→ **WHAT IS NEEDED**:
In the text below about Pauling and nuclear fallout, retype the passage from "The majority of" up to and including "viewed as a hero.".

→ **TEXT EXCERPT**:

DuBridge didn't know whether Pauling's speculations were off the mark or not. Far more important—and annoying—to him and his board were Pauling's continued left-wing activities. Some instances were minor. In 1956, for example, Pauling told the children of America via the television program Youth Wants to Know that his scientific work had caused him to doubt the existence of God. More important was his growing activism against the testing of nuclear weapons. By mid-1956 there was general scientific agreement with Pauling's view that boosting the radiation load in the atmosphere was undesirable. In June the National Academy of Sciences (NAS) rel
eased a report saying that "the concept of a safe rate of radiation simply does not make sense" and warning against the long-term genetic effects from the buildup of strontium 90 in the bones. But there was also general disagreement around the question of how dangerous this increased radiation was to health. The NAS panels found no proof of higher rates of leukemia or other illnesses from fallout, and although they concluded that a minor effect on average life spans could not be ruled out, the consensus was that there was more danger to human health from medical x-rays than fallout.
Pauling restudied, refined, and stood by his statistical extrapolations. Averaged over the population, he came up with a figure that each roentgen of added exposure would shorten the average lifespan by two or three weeks, a figure that he began using in dozens of speeches and articles.
He knew how to get headlines. Spurred by a telephone call he received from a woman in Tonopah, Nevada, who told him that she thought that heavy fallout there had led to the death from leukemia of her seven-year-old son and sore eyes among many people—observations that the local paper had refused to print—Pauling wrote the editor of the Tonopah Times-Bonanza with his estimate of the damage that local residents might have suffered. The added 5 roentgens of radiation deposited in that high-fallout area would shorten the average life by about three months, Pauling said. Multiply that by the population, he told the editor, and you can estimate that the tests have robbed Nevadans of one thousand years of life. That got headlines. Pauling then tipped an investigative journalist to the incidence of cancer in the Nevada fallout area, which led eventually to stories in the national press.
The majority of scientists followed the NAS line: fallout radiation was not good, but it was not too bad. Pauling once again found himself marginalized as the leader of an unnecessarily noisy and somewhat hysterical minority that appeared to be using the fallout issue as a lever for political and pacifist ends. Only among committed antibomb activists was he viewed as a hero.

→ **GIVEN ENTRIES**:
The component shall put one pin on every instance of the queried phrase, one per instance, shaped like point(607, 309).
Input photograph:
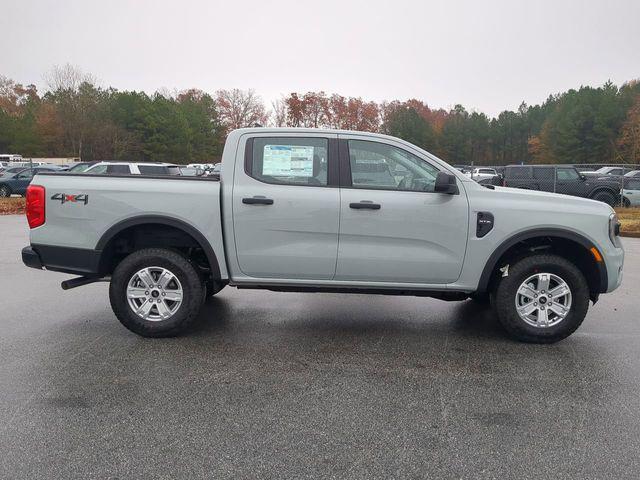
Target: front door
point(286, 205)
point(393, 227)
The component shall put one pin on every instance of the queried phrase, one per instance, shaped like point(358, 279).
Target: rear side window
point(153, 170)
point(118, 169)
point(289, 161)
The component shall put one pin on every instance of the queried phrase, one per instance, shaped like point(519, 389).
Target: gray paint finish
point(310, 237)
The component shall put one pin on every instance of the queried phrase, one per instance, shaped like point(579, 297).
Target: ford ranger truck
point(309, 210)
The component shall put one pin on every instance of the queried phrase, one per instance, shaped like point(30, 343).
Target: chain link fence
point(615, 184)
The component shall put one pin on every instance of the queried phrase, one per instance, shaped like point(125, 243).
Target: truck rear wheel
point(156, 292)
point(543, 299)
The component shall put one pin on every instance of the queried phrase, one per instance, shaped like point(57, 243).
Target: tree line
point(76, 117)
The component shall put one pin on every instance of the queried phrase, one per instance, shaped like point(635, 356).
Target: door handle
point(365, 205)
point(258, 200)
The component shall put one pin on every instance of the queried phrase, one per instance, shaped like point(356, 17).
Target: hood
point(546, 200)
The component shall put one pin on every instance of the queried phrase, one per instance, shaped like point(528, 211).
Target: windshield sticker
point(287, 161)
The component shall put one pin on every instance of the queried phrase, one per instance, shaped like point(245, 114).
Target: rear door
point(286, 206)
point(393, 227)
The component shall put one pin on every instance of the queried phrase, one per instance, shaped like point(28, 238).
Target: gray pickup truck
point(308, 210)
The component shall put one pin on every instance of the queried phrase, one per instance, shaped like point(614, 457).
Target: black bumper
point(78, 261)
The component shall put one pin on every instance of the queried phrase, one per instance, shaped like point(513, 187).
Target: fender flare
point(492, 262)
point(163, 220)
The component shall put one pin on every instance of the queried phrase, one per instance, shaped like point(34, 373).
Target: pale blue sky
point(487, 55)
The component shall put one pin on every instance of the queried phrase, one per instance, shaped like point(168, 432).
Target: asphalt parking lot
point(282, 385)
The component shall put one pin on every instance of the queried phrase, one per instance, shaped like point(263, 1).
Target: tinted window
point(544, 173)
point(98, 169)
point(118, 169)
point(153, 170)
point(294, 161)
point(567, 174)
point(377, 165)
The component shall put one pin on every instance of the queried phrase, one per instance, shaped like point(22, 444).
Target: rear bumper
point(78, 261)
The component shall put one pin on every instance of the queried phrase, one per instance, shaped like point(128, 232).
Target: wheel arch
point(549, 238)
point(115, 231)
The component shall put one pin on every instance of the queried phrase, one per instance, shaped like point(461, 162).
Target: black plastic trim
point(449, 295)
point(80, 261)
point(345, 167)
point(31, 258)
point(489, 267)
point(162, 220)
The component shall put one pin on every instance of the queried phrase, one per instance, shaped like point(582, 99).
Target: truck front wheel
point(156, 292)
point(543, 299)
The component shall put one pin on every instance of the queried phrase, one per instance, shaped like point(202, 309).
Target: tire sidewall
point(508, 287)
point(176, 264)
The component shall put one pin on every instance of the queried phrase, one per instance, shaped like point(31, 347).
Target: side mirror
point(446, 183)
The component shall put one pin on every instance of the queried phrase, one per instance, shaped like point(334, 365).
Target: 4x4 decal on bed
point(63, 198)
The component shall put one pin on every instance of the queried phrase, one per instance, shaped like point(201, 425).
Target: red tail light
point(35, 205)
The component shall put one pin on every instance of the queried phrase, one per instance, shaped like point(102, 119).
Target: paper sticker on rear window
point(287, 161)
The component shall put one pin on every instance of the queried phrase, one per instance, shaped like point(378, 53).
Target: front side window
point(567, 174)
point(290, 161)
point(382, 166)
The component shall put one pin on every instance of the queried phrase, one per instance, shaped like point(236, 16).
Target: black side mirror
point(446, 183)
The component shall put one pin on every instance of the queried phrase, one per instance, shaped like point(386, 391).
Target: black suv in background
point(564, 179)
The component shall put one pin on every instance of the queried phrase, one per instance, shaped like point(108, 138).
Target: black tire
point(178, 265)
point(606, 197)
point(213, 287)
point(505, 298)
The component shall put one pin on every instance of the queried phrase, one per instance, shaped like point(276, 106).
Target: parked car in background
point(631, 192)
point(565, 179)
point(11, 170)
point(605, 172)
point(17, 183)
point(128, 168)
point(8, 158)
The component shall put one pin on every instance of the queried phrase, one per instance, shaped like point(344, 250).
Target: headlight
point(614, 229)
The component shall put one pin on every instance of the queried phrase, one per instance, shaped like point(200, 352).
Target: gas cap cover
point(484, 224)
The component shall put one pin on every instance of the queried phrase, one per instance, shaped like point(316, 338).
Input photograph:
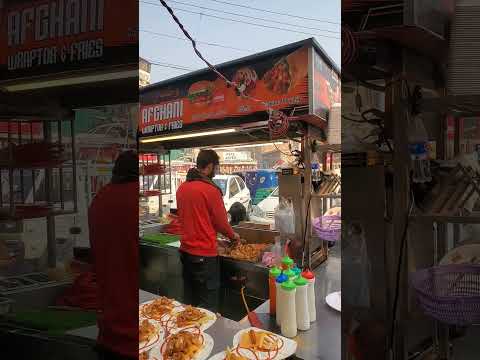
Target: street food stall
point(199, 110)
point(48, 71)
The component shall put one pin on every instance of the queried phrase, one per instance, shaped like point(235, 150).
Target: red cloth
point(113, 222)
point(82, 294)
point(202, 214)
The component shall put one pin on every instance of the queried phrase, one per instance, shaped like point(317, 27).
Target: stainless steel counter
point(222, 331)
point(323, 340)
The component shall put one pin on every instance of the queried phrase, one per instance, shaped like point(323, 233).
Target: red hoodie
point(202, 213)
point(113, 222)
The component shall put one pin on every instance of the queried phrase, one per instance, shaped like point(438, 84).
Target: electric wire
point(254, 24)
point(246, 16)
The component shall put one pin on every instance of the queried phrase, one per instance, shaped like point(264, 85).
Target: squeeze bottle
point(297, 271)
point(279, 301)
point(301, 304)
point(310, 277)
point(287, 263)
point(290, 273)
point(272, 291)
point(289, 316)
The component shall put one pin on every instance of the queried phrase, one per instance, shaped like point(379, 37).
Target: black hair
point(126, 168)
point(207, 157)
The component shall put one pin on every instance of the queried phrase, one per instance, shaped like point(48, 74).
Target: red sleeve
point(219, 215)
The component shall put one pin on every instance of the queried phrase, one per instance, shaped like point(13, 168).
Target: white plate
point(203, 354)
point(289, 346)
point(156, 340)
point(219, 356)
point(334, 300)
point(462, 255)
point(204, 326)
point(177, 307)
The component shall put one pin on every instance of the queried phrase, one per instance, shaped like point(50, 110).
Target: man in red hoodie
point(113, 223)
point(202, 213)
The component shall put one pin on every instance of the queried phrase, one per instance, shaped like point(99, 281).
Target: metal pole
point(74, 165)
point(307, 192)
point(51, 238)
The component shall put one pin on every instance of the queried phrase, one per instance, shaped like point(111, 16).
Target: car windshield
point(222, 184)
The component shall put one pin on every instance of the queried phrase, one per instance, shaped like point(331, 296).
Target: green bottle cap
point(290, 273)
point(275, 272)
point(301, 281)
point(288, 285)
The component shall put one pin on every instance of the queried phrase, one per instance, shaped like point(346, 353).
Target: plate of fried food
point(149, 334)
point(194, 317)
point(256, 344)
point(190, 344)
point(246, 252)
point(228, 354)
point(157, 309)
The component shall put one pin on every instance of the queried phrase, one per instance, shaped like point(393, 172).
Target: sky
point(177, 56)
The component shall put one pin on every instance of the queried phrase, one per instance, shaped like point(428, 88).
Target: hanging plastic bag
point(285, 218)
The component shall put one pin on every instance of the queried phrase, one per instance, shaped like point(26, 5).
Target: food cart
point(199, 110)
point(47, 73)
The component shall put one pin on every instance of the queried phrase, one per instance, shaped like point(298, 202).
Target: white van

→ **ANSWER SECTION**:
The majority of scientists followed the NAS line: fallout radiation was not good, but it was not too bad. Pauling once again found himself marginalized as the leader of an unnecessarily noisy and somewhat hysterical minority that appeared to be using the fallout issue as a lever for political and pacifist ends. Only among committed antibomb activists was he viewed as a hero.